Each entry below must be repeated exactly, with pictures left out.
--- Materials provided ---
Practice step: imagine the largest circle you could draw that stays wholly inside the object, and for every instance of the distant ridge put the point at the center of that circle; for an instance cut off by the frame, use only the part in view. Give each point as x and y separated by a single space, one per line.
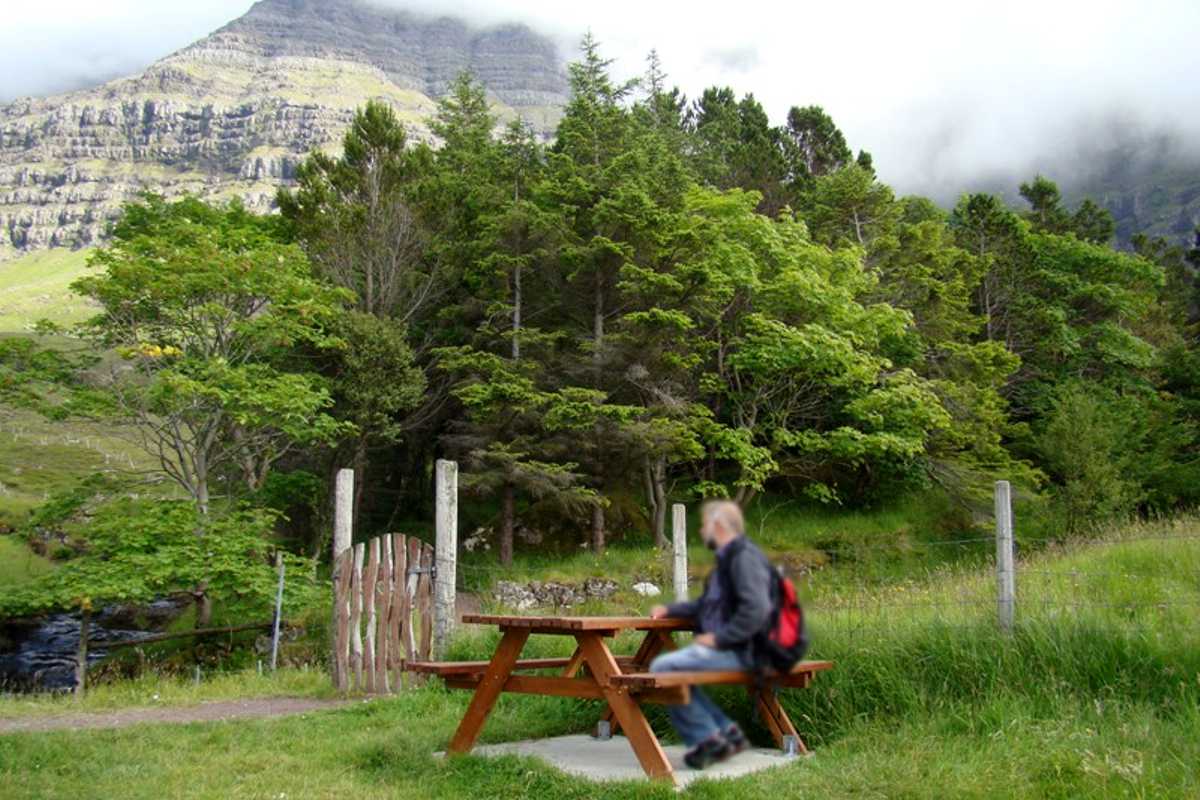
232 114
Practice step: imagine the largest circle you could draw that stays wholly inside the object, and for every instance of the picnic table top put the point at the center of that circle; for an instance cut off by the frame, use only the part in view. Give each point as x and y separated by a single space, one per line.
576 624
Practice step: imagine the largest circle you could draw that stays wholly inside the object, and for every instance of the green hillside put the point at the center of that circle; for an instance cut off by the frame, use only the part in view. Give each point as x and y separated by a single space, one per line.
36 287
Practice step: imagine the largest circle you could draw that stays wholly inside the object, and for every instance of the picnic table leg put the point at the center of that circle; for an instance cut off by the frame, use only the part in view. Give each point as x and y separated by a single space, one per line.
775 717
628 713
654 643
573 666
489 690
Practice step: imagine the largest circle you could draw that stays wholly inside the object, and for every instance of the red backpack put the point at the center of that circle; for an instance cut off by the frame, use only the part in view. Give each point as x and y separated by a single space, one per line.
786 638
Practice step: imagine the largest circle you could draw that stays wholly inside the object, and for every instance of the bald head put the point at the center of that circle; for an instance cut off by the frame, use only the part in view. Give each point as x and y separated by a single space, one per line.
720 522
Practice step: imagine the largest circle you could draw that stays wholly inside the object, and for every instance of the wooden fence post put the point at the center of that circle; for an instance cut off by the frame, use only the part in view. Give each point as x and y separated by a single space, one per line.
445 572
1006 576
343 515
357 614
279 613
679 536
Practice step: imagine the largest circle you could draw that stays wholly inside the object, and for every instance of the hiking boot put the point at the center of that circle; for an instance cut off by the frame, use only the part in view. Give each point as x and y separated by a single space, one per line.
735 741
707 752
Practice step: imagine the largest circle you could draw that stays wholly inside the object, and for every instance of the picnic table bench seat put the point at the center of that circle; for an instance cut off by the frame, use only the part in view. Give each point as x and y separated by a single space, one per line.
594 672
456 668
798 678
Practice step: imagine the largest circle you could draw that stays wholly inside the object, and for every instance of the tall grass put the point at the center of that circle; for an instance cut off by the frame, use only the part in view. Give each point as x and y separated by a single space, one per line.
1096 693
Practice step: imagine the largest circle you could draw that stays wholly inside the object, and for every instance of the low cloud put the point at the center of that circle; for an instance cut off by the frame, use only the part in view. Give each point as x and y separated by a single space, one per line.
945 94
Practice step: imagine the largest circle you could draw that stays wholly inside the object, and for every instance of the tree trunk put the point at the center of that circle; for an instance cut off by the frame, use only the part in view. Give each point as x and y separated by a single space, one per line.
516 313
508 511
598 529
659 486
203 615
360 476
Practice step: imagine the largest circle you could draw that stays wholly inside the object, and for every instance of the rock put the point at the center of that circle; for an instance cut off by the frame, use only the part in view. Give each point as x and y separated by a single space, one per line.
599 588
514 595
552 594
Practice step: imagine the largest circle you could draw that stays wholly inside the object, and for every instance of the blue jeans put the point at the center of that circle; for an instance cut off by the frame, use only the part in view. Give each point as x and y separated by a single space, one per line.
700 719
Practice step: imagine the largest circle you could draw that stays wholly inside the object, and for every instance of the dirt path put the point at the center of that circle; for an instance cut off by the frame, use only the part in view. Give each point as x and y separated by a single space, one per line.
270 707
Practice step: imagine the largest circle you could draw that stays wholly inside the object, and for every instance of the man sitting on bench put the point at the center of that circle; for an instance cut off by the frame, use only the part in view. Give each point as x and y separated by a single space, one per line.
733 608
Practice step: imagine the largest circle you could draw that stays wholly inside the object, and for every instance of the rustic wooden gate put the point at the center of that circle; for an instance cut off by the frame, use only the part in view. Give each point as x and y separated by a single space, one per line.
383 605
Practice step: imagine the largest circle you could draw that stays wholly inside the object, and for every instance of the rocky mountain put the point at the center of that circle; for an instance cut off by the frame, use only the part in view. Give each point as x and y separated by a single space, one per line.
233 114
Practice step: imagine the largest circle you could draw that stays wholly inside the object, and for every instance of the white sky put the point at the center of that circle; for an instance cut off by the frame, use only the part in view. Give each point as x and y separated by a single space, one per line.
937 90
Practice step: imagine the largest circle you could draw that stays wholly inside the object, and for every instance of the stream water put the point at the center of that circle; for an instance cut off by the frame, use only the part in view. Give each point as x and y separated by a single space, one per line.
40 654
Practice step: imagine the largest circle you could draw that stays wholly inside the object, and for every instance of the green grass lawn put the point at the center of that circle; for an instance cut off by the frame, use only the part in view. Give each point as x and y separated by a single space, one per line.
156 691
1095 695
37 287
19 564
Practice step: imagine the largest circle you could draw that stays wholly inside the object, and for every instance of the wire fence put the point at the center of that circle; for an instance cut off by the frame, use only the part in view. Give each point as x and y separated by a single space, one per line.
1149 570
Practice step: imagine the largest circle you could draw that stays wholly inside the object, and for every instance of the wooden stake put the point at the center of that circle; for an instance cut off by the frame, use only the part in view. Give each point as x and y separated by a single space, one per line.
370 577
279 614
357 615
383 603
447 551
679 535
1006 576
343 516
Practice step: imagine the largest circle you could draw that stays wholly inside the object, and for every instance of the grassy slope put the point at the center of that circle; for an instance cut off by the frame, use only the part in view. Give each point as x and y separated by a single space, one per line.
19 564
36 286
927 701
39 456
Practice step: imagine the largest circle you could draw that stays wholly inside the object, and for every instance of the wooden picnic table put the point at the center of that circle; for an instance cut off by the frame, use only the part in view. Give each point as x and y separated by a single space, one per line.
594 672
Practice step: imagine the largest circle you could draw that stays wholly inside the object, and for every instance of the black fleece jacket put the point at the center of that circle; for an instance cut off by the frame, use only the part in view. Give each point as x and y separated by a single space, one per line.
745 577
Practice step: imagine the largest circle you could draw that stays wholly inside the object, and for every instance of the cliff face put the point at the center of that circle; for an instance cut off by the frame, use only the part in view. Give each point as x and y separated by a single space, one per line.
232 114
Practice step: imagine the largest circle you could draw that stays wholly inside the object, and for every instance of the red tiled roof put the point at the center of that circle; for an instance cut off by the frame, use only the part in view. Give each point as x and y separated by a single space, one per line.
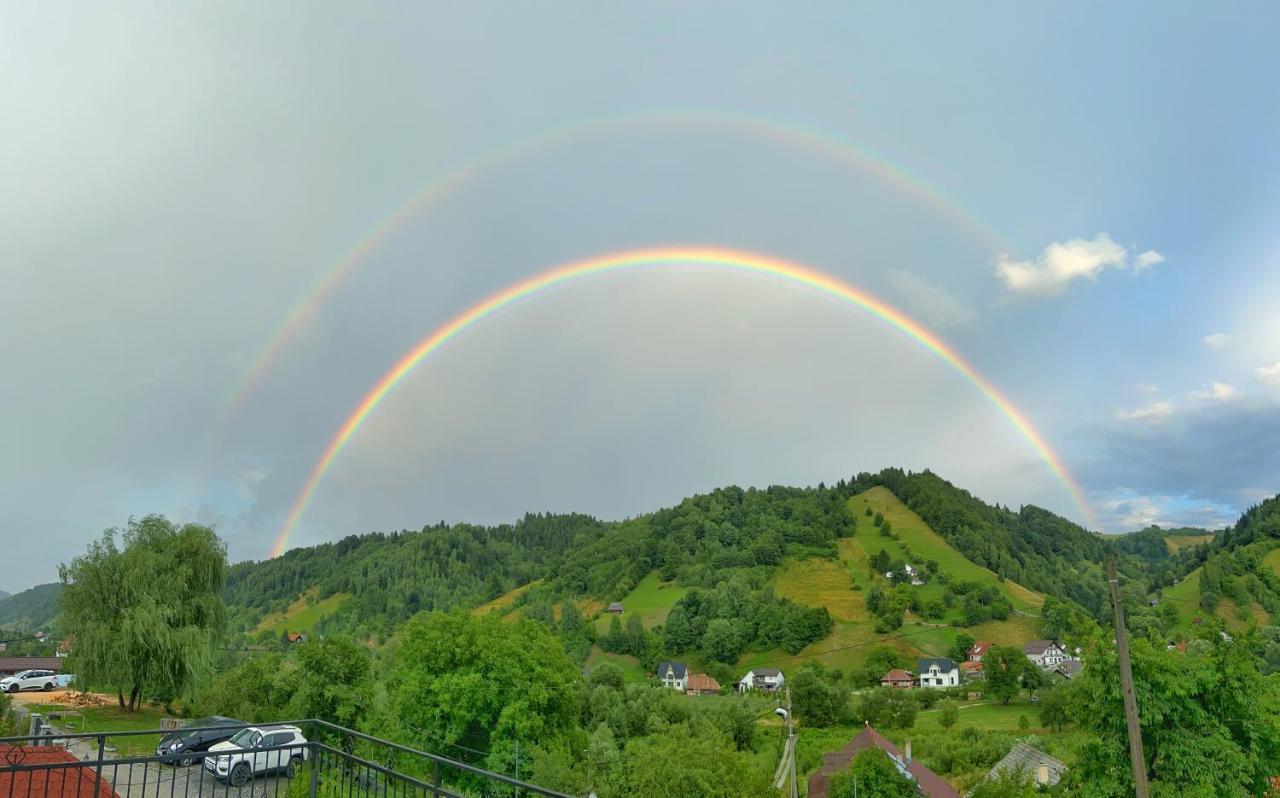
931 784
48 781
---
Finished task:
Practice step: imagine the largest circle you could draw that stays wholly inside the object, and for every instance of the distant ridge put the point at the center of that circle; for an instance cut off by the frame, use only the part in view. Give each point as x and y separated by a single space, one per line.
232 114
Practice step: imagine the largest circle you could draw that stays wholly inside the object, and for every instance of the picnic table top put the point at the center of that circle; for an instance cut off by the frame, use only the part in view. Give each point as x and y separated by a single space, one per line.
576 624
Practice step: imagine the largest circle you could draw that stays wholly inside the object, and for every instance of the green hillside put the point at the center of that circle; for an instance cut off by the frame, use only the part in view. Give each point as x and y separated by a single space, one per line.
36 287
Practice step: imagine the largest circle you could draw that stays wholly inside the object, and for every instance of the picnic table leg put the point at the center of that circle; for an instance cut off by the frame, use only the part in view. Give each point as x and y separated by a single space, one per line.
775 717
628 713
654 643
573 666
489 690
Practice step: imagine the largest circle you could draw that stays wholly inside the object, and for every instance of the red backpack put the point at the center of that circle; for an instance cut off by the frame, use only the part in view. Give each point as x and y separated by a single space, one per line.
786 638
Practice step: imagine the largest circle you could draw that stays wholly inside the object, and for every instance of the bald head put the point at the center of that circle; for an instance cut off by the frame, use only the part in view. Give each point as x and y separated by a single space, one per line.
720 522
Practice step: imagine the largest circle you could draw that stays wholly inside the object, and for every instance of the wooden fence post put the point at the center of that circle; for an instance cut off by the frame, use only the part in view. Give each point as x and y separated by a single space, one per line.
445 572
1006 576
343 515
357 614
279 613
679 536
Practice step: imagine the largest circle you could draw that stays wholly inside the object, and for every instance of the hiking boot put the point at the center of that circle; for an instance cut off by the frame, use only the part in view. Give each point as x and y separated by a single space, one per line.
735 741
707 752
Practice step: imagine the largest circle you could draw that stays wholly inside the object, and for every instance of the picnic table bench seat put the point at the center of that circle; for an instance cut off by the frame, use only the part in view. Give each point as x and y separated by a single space, one per line.
594 672
456 668
798 678
Practice step: imagine the largest circle you could draw that stays wholly inside the object, and for every instance of the tall grass put the point at the center of that circle; for an instance cut off by the frame, use only the part in view. Give each point as x and y separated by a single space, one per line.
1096 693
Practice step: imagine the largest circle you could draw that stays wholly inside the object, and for every instance of the low cloud put the point at the center of that circle; for an instance cut off by the frame, use only the part in view. Give each point as x and y separated by a single space, one per line.
945 94
Practice step: imagine the largest circle you could draw that stays wholly inside the object, and for every instance of the tree trunk put the point at the center of that circle; for an instance cut off by the frame, use only the part in view. Give each point as x and y separated by a single space, one per line.
516 313
508 511
598 529
659 486
203 615
360 476
Practice step: imagine the largest circle you could draw that stays wholly inside the object, and for every instance of the rock put the point at the center of that circle; for an instance cut off by the frame, use only the part in view. Give each point as x and y separated by a single space, one per line.
599 588
514 595
552 594
Practice step: imagine the largest circle you could draw that stays wholly inside the object, and for every instance of the blue jeans put the point at the center of that circle; for an instance cut off by the frame, use only the part in view. Give each point as x and y separated by a single space, one per line.
700 719
Practice step: imagine the largest circle you could draw that stays wholly inside the object, and for every instance of the dirt path put the point at the center of that circle; for an instance cut off by the frame, use only the part in view. Give each point as x and y separated by a single space, one per line.
270 707
Practice step: imagine the largest circle you could draw that stays wholly inside the object, and for every instance of the man sitting on bench put the point at the center of that circle; for an instance cut off by the frame, use only the part in view. Give each point as x and y separated by a single space, one per line.
733 608
Practice step: imagine the largest circle you could draw that stays wholly inside the object, and for every instance of the rustic wooden gate put the point at the center of that circle; for an instance cut off by the frame, use only the part in view. Give each point as x and y separated by a single space, one per line.
383 605
Practice step: imagine the largest circle you could draw that stays wholly inside the object, and for every instance of the rocky mountain put the point at the center of that circle; for an instance cut off by the frame, use only the part in view. Give each point as x and y separated by a single space, one per line.
233 114
Practice step: imagine the largest circle you could draw that stays wholly inside the object, and for every instance of the white sky put the point at the center of that circle; for an instance cut off by the frame, use only the part in view. Give each point as x and y separated by a single space, one per line.
937 90
Practice step: imagine the largest circle you could draw that stays wholly inside the object, and for every instance of the stream water put the point at the center of that circle; for an instance cut off by the frame, use only the part in view. Give each point as x and y separated by a single space, one per line.
40 654
Practice step: imagine the largest circle you could draw that stays wholly inside the object, and for every instance of the green grass lawn put the point at the center of that circle; for an instance cut off by the frame, use only the part in view. Give each point as x and y separated by a single space, one per line.
156 691
1095 695
37 287
19 564
Practice step: imagine the largest circle you could draw that stays wholly inside the object, and for every instance of the wire fence put the point at the center of that circle; for an instance cut off by the frame, use only the part in view. Give each point as x and y separated by a single space, one per line.
1149 570
Practice step: imagine the largest circle you could draw that stays wholly inside the object, and for every instance of the wooden stake put the point at the center of that circle; for an instance cut off by the frame, use only the part in view. Give each point as x and y separated by a single space, one per line.
370 577
279 614
357 615
383 603
447 551
679 535
1006 576
343 516
Practice step: imagine the largest circle you could draw that stays wholly inside the object, and for every instance of the grassy slope put the point at the center of that circle; for an instance cut off by the frame, use only the part in view. Give each point as x and y separated by a single space, one per line.
19 564
36 286
927 701
39 456
Practice step: imagine the largest circle you could draw that stays wholly inside the object, and for every instance of the wooden picnic table put the point at the center of that circle; for an instance cut off by the frame, use only the part in view. Give each point as x and y separated by a single space, one per line.
594 672
Practice step: imagine the largest circle you could draw that stays wholly inside the object, and for every instance of the black fleece jacket put the point at the center of that circle; for an instance cut off by the frame, use only the part in view. Give each point as x and y separated by a single space, one per line.
745 577
Practice step: imagine the largest circle you could draw that stays wholly inside the object, and for every instance of the cliff face put the point at the center of that circle; for an instance cut off by the frame, use only the part in view. Give each point as x and y separated by a single space, one per line.
232 114
Practice step: imagine the largest circle you could draw that stays wholly inside the object, and for every instance of the red tiled roof put the point at the center of that circle; for an instance cut off by the frame, use only the part in view. Give each point as x and y separated by a single space, one per line.
931 784
48 781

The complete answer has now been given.